▶ _AIM OF THE TASK_: Convert the items below into a Markdown table with two columns, Row and Line, giving each line its own numbered row and skipping blank lines. Leave the pictures out of the table.

▶ _TASK DATA_:
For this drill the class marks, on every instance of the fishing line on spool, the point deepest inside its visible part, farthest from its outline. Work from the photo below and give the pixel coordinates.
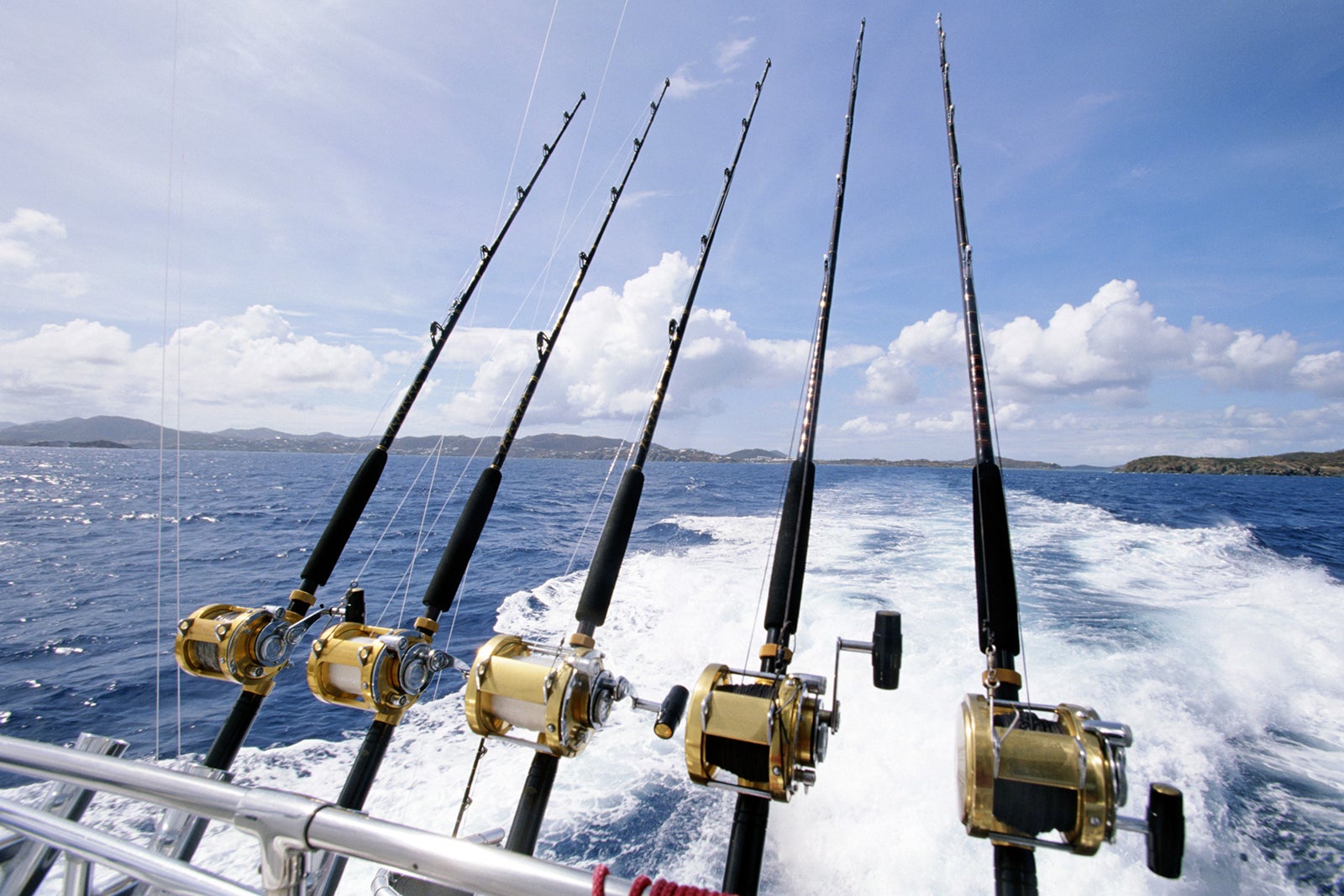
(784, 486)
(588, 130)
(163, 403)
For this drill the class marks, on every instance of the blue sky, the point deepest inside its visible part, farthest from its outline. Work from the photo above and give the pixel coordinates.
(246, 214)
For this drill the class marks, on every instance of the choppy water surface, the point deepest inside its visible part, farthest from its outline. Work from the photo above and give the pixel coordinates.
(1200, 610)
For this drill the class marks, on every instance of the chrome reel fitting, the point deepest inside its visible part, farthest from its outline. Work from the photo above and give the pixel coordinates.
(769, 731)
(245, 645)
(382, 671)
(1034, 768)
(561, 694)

▶ _RIGHT ANSWER_:
| Row | Line |
|---|---|
| 1 | For this drill the class marks, on every instance of the fishing line on spool, the point deepest inside its visible part, farthest from its outline. Work from the photo below and give the pixel coordinates. |
| 2 | (784, 486) |
| 3 | (588, 130) |
| 4 | (163, 403) |
| 5 | For this drill the class marks, on every instance of the blue sky, the point deepest inside its visible part, farthest from its outline. Work from the photo above and give the pixel coordinates. |
| 6 | (246, 214) |
| 7 | For this drill the class marks, on every instance of the choppy water surface, the point deepest inside its visible part, farthest from its outline. Work from the photo above and give the pixel coordinates. |
| 8 | (1200, 610) |
| 9 | For this drill the class marks, on every instance of the chrome reel fitting, the point deepest inside its visible part, farthest from its outline. Work from the photo above and give the pixel coordinates. |
| 10 | (769, 731) |
| 11 | (245, 645) |
| 12 | (382, 671) |
| 13 | (1034, 768) |
| 14 | (561, 694) |